练习题目: 把下面记录中含有字符串“green”的每一行都摘出来，原样抄写。
%%
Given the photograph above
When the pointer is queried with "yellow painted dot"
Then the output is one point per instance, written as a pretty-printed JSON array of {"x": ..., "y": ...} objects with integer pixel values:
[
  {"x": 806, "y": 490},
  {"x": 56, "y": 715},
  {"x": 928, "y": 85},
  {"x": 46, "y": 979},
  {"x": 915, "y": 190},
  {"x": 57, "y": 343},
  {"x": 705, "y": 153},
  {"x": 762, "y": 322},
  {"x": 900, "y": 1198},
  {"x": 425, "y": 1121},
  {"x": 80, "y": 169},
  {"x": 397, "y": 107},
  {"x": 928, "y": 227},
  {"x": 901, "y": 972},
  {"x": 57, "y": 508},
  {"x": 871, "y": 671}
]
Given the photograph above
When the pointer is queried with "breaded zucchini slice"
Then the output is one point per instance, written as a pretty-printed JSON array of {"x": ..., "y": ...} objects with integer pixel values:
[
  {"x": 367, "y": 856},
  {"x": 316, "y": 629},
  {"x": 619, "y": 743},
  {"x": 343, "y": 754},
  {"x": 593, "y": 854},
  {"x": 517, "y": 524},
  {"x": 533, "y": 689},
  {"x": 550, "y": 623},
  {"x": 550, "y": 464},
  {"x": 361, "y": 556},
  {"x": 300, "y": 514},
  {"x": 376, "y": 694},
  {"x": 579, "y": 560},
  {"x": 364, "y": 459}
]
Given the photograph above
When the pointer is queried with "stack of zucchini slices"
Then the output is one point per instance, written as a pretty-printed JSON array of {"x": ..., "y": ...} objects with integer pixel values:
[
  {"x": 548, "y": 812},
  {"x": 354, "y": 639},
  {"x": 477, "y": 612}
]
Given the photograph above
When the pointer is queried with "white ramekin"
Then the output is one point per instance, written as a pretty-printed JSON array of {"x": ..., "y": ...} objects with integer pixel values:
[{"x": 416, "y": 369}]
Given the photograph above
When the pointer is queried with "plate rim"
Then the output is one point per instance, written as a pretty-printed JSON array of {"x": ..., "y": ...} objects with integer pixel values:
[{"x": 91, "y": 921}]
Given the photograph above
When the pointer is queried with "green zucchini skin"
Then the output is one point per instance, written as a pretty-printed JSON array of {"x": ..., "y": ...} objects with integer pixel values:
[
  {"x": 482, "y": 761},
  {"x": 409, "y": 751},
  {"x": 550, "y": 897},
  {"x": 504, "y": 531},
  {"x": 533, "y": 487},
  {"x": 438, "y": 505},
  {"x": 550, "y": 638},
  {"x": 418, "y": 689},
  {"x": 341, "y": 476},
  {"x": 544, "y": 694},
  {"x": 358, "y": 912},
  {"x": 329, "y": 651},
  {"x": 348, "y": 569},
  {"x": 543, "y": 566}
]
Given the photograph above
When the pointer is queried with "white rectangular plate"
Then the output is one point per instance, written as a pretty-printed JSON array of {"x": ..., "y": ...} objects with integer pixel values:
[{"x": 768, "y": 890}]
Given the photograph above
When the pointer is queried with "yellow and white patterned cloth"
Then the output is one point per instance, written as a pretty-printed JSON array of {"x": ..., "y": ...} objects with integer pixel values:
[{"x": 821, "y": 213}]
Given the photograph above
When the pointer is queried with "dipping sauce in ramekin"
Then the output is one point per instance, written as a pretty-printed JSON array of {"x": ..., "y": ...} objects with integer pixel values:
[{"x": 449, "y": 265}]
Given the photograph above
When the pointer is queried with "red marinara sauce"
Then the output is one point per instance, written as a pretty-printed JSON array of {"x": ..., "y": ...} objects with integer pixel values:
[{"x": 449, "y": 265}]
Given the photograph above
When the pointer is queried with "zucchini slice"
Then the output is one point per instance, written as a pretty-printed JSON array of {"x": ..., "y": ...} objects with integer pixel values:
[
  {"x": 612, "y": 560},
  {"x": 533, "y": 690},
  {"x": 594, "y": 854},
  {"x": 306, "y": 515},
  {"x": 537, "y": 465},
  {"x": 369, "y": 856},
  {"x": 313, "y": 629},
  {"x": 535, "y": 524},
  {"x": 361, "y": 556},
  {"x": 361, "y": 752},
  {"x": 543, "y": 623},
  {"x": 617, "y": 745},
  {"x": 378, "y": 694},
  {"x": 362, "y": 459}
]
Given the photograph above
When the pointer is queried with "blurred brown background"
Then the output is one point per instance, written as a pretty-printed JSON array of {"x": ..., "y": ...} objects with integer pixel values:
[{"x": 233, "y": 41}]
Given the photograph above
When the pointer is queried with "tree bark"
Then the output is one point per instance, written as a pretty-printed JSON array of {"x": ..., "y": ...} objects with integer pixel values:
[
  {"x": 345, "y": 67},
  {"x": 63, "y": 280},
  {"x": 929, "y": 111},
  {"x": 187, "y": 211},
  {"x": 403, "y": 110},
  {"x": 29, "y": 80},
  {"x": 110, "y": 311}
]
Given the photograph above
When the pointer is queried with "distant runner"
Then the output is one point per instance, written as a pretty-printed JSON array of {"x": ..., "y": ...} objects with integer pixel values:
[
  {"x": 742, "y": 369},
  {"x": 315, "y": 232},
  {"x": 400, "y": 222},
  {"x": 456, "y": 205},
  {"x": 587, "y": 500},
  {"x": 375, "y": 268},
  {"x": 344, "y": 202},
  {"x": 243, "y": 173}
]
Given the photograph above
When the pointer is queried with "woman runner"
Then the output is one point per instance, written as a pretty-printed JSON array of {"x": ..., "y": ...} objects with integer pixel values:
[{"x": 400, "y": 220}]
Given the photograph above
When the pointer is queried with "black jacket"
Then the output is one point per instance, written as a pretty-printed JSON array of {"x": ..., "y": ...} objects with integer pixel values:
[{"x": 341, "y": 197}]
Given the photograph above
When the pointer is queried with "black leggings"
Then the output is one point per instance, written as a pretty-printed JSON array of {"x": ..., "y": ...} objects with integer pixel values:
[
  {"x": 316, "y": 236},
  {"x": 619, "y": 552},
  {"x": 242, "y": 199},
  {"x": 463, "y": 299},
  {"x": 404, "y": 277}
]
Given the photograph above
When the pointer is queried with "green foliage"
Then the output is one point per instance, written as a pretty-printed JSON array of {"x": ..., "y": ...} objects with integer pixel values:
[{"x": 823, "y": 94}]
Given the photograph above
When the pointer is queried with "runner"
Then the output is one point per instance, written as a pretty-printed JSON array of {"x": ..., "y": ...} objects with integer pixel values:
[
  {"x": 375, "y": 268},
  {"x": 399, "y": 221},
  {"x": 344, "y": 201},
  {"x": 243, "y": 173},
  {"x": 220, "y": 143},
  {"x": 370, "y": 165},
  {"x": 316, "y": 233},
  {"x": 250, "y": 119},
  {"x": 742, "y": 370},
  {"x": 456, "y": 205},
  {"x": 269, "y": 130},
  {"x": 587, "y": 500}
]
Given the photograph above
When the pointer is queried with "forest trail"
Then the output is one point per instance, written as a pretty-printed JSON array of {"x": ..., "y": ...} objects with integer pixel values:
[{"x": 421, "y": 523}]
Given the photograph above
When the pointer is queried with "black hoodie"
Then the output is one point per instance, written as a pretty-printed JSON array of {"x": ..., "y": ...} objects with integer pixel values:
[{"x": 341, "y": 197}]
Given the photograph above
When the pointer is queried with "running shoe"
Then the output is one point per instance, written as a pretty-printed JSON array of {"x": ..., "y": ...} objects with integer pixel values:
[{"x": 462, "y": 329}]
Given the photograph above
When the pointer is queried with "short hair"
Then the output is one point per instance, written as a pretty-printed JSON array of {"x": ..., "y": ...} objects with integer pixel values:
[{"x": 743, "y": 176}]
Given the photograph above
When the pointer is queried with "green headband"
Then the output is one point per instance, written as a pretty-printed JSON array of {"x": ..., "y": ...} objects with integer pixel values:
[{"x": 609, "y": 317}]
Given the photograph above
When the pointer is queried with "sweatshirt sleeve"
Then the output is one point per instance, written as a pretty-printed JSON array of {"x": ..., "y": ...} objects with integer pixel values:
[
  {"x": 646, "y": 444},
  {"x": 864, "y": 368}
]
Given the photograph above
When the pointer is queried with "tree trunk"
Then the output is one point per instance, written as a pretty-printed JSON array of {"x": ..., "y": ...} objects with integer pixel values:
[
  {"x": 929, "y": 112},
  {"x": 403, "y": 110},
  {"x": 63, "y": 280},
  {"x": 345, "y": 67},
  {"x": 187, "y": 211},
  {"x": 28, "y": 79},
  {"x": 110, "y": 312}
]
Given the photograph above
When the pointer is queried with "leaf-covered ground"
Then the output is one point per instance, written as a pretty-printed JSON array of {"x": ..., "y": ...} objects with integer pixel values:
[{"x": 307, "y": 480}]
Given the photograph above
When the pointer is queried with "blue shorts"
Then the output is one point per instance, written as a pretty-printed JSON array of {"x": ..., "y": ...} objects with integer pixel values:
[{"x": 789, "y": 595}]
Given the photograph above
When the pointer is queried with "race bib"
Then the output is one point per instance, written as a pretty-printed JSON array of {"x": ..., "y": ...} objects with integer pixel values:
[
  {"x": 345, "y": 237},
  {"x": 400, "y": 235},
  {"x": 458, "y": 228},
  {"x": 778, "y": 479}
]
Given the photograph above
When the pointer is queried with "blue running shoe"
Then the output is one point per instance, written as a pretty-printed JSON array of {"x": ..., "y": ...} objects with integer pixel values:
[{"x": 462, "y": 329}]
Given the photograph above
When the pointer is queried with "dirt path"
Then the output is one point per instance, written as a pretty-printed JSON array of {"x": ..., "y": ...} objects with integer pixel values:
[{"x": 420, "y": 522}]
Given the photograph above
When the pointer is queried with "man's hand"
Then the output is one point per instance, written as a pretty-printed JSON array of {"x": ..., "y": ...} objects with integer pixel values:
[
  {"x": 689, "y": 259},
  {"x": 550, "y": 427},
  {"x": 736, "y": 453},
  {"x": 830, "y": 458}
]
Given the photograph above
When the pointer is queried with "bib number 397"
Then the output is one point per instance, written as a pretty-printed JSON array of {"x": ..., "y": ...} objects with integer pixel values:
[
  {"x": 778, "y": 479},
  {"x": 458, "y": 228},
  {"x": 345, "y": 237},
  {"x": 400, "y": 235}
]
%%
完成结果:
When the pointer is queried with "green zucchini skin"
When the pointer is queried with "green foliage"
When the pointer is queried with "green headband"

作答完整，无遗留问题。